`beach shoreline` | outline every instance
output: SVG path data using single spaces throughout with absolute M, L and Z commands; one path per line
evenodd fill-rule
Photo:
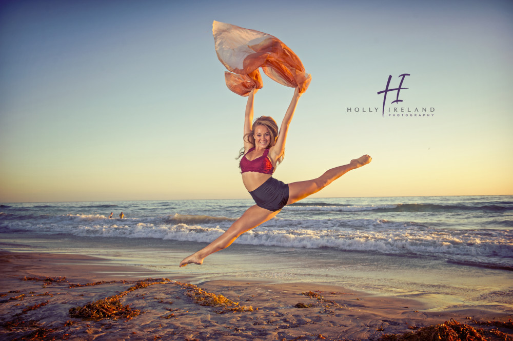
M 186 275 L 163 279 L 157 271 L 84 255 L 2 251 L 0 259 L 0 336 L 9 339 L 37 330 L 69 340 L 376 339 L 451 318 L 511 318 L 508 312 L 484 307 L 433 311 L 413 299 L 311 283 L 227 278 L 196 287 L 198 292 L 247 307 L 234 311 L 233 306 L 195 303 L 197 295 L 189 294 L 195 286 L 187 284 Z M 136 316 L 95 320 L 70 315 L 71 308 L 126 292 L 147 278 L 149 285 L 120 298 L 122 305 L 141 311 Z

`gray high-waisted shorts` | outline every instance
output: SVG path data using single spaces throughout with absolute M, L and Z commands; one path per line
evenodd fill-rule
M 279 211 L 288 201 L 288 185 L 270 177 L 249 194 L 257 205 L 269 211 Z

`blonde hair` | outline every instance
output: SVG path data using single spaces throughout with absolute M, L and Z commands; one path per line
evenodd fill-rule
M 267 128 L 267 130 L 269 130 L 269 133 L 271 135 L 271 142 L 269 144 L 269 146 L 267 146 L 267 148 L 269 148 L 275 145 L 276 140 L 278 138 L 278 125 L 277 124 L 276 121 L 274 121 L 274 118 L 270 116 L 261 116 L 259 118 L 256 118 L 254 122 L 253 122 L 251 132 L 244 134 L 244 141 L 248 143 L 250 143 L 253 146 L 255 145 L 255 129 L 258 126 L 263 126 Z M 241 150 L 239 151 L 239 155 L 236 158 L 239 158 L 243 155 L 244 155 L 244 147 L 242 147 L 242 148 L 241 149 Z M 282 156 L 278 159 L 278 164 L 283 161 L 283 156 L 284 154 L 282 154 Z

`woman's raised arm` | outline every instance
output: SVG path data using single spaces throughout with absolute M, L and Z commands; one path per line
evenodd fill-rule
M 276 140 L 276 144 L 271 147 L 269 151 L 269 156 L 275 163 L 283 155 L 285 149 L 285 141 L 287 140 L 287 134 L 288 132 L 289 126 L 292 121 L 292 118 L 294 116 L 294 111 L 295 111 L 295 107 L 298 105 L 298 101 L 299 97 L 301 96 L 299 92 L 299 87 L 295 88 L 294 91 L 294 95 L 290 101 L 290 104 L 285 112 L 285 115 L 282 121 L 282 125 L 280 127 L 280 132 L 278 133 L 278 138 Z
M 254 101 L 254 94 L 256 93 L 258 89 L 256 88 L 250 92 L 248 95 L 248 103 L 246 104 L 246 115 L 244 116 L 244 136 L 246 134 L 251 132 L 253 126 L 253 103 Z M 244 153 L 247 153 L 248 150 L 253 147 L 253 145 L 249 143 L 244 139 Z

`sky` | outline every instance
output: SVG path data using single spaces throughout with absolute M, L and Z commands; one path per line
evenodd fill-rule
M 8 0 L 0 202 L 250 198 L 247 98 L 214 20 L 277 37 L 311 74 L 277 178 L 368 154 L 314 196 L 513 194 L 511 2 Z M 263 77 L 255 117 L 279 125 L 293 89 Z

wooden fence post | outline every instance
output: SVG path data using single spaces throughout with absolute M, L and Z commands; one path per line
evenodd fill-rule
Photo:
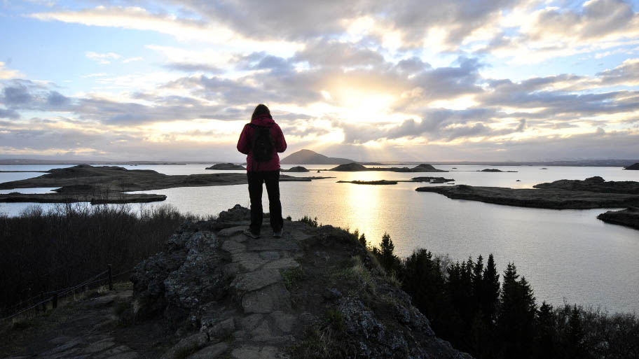
M 46 311 L 46 302 L 44 301 L 44 292 L 40 292 L 40 302 L 42 302 L 42 311 Z
M 113 290 L 113 276 L 111 271 L 111 265 L 106 266 L 106 270 L 109 272 L 109 290 Z

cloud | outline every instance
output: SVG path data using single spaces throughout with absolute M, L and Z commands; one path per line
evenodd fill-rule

***

## Job
Please find every line in the items above that contains the word "instance", matching case exactly, and copy each of those lines.

## Task answer
`beach shoreline` | outline every instance
`gray high-waisted shorts` | outline every instance
`blonde hair` | outline every instance
`woman's raised arm` | outline every instance
`sky` | outline every instance
wooden fence post | outline every instance
cloud | outline every instance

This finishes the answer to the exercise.